:: Фрагмент документа
Когда мы выпустили запись оперы «Дидона и Эней», мне многие говорили, что я радикальный. А еще, что безумный, сумасшедший, и что я постоянно стараюсь дать пощечину общественному вкусу.
В первый раз зритель, бывает, встречает, со скандалом. Во второй — с аплодисментами. Мир должен привыкнуть к новому. Новое не всегда сразу же принимают в объятья. То же самое, когда много лжи, правда кажется безумной.

Безусловно, есть произведения, которые трудно мне даются. Как, например, Третья симфония Густава Малера. Мне кажется, что я каждый раз умираю, когда его исполняю. Лет 15 назад, перед выступлением мне на глаза попался снимок девочки, в которую я был влюблен. Она была моей первой любовью. И я засунул ее фотографию в карман перед выходом на сцену. Думал: если помру на сцене, так хотя бы с приятными воспоминаниями (улыбается. — Ред.). Не умер.

Съездите на север Пермского края. Посмотрите, какие там бабушки. Поверьте, вы там найдете больше модернизма, чем на московских тусовках.

Я не сова и не жаворонок. Я очень люблю сидеть и творить ночью. Но, к сожалению, живу за городом, в Демидково: час туда, час обратно. Встаю очень рано. И работаю много — по 10−12 часов в театре. А потом еще работаю дома. Поэтому жизнь со мной — это очень на любителя.

Музыка — гимн «нацменов вечности». Нацмены всегда строят маленькую родину там, где оказываются. Так, «нацмены вечности» вспоминают прекрасные края, и пытаются построить их там, где они проживают в данный момент. Чтобы здесь было, как там. Да, жизнь существует и без нас, но мы — соучастники жизни. Мы здесь создаем музыку, чтобы жить в том мире, в котором хотим жить. Человек эволюционирует и совершенствуется, когда любит жизнь.

Есть ли жизнь вне музыки? Есть. Но музыка — это не что-то отдельное от жизни. Когда я сплю, разговариваю с другом, чищу зубы — у меня в голове играет музыка. У меня, как и у каждого, есть свой саундтрек в жизни. Музыка — это не столько звук, сколько наша способность к общению. Тишина — это тоже музыка.

До 40 лет оставляешь все на потом, а после чувствуешь, что этого «потом» не будет и устраиваешь гонки. Я редко берусь за любимые произведения. Они для меня, как хорошее вино, которое не открывают и держат на потом. Но время пришло, и сейчас я уже начал открывать и пробовать все вина.
::::
Задание 1:
Какое произведение во фрагменте документа названо в качестве примера того, что дается с трудом?
:: Материалы упражнения
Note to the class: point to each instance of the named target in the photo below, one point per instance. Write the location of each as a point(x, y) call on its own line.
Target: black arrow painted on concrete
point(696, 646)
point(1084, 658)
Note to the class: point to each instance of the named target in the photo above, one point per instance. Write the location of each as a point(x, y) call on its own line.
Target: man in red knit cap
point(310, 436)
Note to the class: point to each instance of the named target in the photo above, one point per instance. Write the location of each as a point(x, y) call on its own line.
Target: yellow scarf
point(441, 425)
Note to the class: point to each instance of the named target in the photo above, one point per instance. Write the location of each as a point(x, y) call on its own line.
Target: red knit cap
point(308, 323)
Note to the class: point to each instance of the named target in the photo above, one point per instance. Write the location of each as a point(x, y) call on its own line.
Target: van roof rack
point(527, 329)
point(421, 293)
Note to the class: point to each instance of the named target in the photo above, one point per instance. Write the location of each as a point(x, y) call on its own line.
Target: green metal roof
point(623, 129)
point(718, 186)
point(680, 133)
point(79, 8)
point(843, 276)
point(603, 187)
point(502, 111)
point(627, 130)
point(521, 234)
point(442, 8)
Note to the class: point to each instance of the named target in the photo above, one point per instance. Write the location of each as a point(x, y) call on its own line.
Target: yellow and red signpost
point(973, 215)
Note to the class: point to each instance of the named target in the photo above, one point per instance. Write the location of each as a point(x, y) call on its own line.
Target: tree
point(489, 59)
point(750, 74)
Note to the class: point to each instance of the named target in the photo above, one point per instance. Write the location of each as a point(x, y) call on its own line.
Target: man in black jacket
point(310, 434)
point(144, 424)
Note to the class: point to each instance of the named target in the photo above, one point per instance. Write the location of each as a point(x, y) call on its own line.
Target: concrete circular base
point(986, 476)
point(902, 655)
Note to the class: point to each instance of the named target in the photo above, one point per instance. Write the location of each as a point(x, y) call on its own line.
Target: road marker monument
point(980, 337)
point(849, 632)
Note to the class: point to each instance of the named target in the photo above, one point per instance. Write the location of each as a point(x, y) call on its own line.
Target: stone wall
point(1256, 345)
::::
Задание 2:
Перепишите без изменений строки из материалов упражнения: отрезок с самого начала строк по строку с «point(1084, 658)» включительно.

Правильный ответ 1:
Третья симфония Густава Малера.

Правильный ответ 2:
Note to the class: point to each instance of the named target in the photo below, one point per instance. Write the location of each as a point(x, y) call on its own line.
Target: black arrow painted on concrete
point(696, 646)
point(1084, 658)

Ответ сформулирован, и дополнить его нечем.